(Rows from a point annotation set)
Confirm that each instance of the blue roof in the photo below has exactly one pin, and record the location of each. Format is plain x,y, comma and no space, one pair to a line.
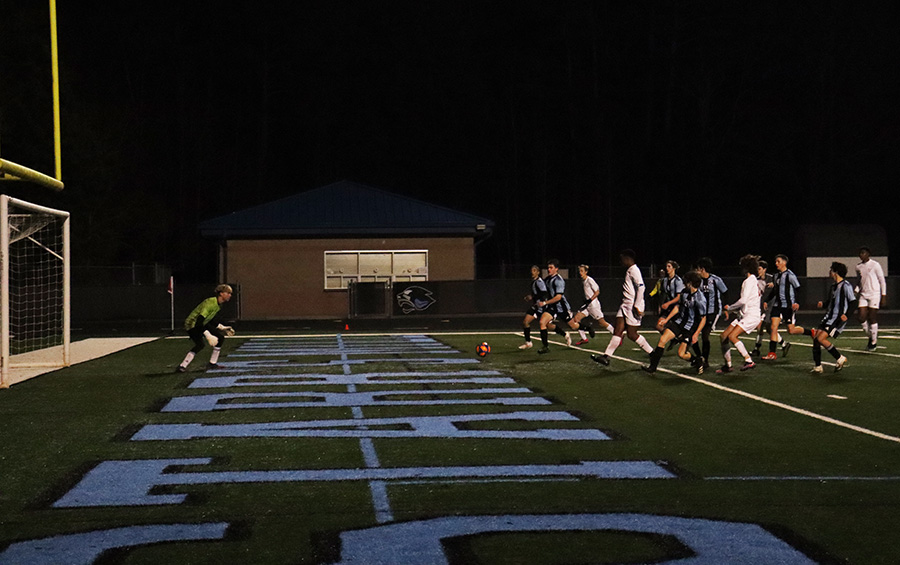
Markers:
345,208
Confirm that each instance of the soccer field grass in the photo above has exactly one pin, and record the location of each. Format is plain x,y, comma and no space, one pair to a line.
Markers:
364,448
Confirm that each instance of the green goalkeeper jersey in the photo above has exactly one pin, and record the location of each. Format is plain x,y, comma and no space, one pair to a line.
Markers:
208,309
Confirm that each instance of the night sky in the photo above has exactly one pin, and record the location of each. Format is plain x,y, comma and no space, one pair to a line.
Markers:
679,129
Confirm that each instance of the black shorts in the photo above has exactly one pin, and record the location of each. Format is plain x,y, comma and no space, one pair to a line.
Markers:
535,311
786,314
833,330
681,334
560,315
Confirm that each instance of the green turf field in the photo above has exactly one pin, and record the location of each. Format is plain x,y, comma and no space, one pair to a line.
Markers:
348,448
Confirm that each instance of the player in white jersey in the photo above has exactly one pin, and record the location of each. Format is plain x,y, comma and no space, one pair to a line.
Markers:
750,315
872,290
628,318
591,307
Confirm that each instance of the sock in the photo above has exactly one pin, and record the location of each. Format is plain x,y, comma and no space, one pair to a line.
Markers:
655,356
742,349
644,344
613,344
187,359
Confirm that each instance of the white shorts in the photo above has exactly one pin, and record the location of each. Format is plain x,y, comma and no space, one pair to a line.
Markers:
594,310
866,302
747,323
627,311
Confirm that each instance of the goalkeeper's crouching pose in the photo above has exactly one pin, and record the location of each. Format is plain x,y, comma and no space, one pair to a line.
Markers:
201,328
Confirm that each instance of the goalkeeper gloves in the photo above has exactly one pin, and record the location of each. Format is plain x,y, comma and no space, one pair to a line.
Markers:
227,330
210,338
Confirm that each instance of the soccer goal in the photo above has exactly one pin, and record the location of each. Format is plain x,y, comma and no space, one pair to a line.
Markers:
34,291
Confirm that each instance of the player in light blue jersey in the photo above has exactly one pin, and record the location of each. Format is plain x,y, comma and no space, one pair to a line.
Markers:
713,287
538,294
785,305
840,304
682,324
556,307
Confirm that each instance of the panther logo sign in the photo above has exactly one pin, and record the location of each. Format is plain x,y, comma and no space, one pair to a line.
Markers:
415,299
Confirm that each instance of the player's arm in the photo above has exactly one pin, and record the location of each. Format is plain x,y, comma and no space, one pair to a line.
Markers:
700,326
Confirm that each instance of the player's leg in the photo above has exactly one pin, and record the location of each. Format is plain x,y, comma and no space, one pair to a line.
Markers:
196,335
526,330
614,341
546,319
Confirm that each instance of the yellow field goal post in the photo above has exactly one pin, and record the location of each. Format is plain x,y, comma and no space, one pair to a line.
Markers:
35,291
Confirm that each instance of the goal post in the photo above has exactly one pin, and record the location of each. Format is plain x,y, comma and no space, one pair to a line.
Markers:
35,291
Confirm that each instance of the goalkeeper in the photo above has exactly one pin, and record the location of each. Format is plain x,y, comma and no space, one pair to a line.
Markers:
201,328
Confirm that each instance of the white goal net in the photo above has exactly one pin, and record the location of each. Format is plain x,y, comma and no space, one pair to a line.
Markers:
35,292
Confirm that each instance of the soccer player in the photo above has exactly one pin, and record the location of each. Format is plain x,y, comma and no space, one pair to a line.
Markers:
872,294
713,287
748,305
591,307
683,323
671,287
784,305
841,302
628,318
765,290
200,328
556,308
538,294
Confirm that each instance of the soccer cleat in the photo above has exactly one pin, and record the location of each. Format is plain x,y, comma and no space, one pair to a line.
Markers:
603,359
839,364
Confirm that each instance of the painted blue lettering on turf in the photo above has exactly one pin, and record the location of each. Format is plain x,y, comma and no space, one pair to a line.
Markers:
419,427
128,483
713,542
384,378
229,401
85,548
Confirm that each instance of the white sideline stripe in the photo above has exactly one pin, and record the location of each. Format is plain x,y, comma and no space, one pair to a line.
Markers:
748,395
79,352
764,400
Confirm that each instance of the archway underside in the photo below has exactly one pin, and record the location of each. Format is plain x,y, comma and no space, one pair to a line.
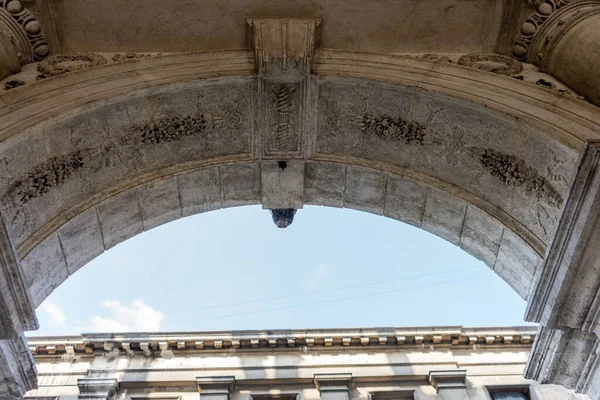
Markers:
135,145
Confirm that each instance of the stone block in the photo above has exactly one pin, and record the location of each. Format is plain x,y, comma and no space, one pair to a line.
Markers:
324,184
282,184
159,202
444,215
405,200
481,236
81,240
200,191
365,190
44,269
240,184
517,263
120,218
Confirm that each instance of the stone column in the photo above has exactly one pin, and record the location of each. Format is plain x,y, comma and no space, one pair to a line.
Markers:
562,37
449,384
215,387
21,38
333,386
566,295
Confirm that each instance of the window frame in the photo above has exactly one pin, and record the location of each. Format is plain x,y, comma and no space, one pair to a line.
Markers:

=== Given instruction ===
Reproduce word for word every line from the one containing "Confirm that each instance of the window" through the end of the rows.

=== Written reply ===
Confirm that each instance of the window frame in the photo above has exactly one pin, and record the location of each. Format is plain x,y, comma and no space, one pair to a line.
Markers:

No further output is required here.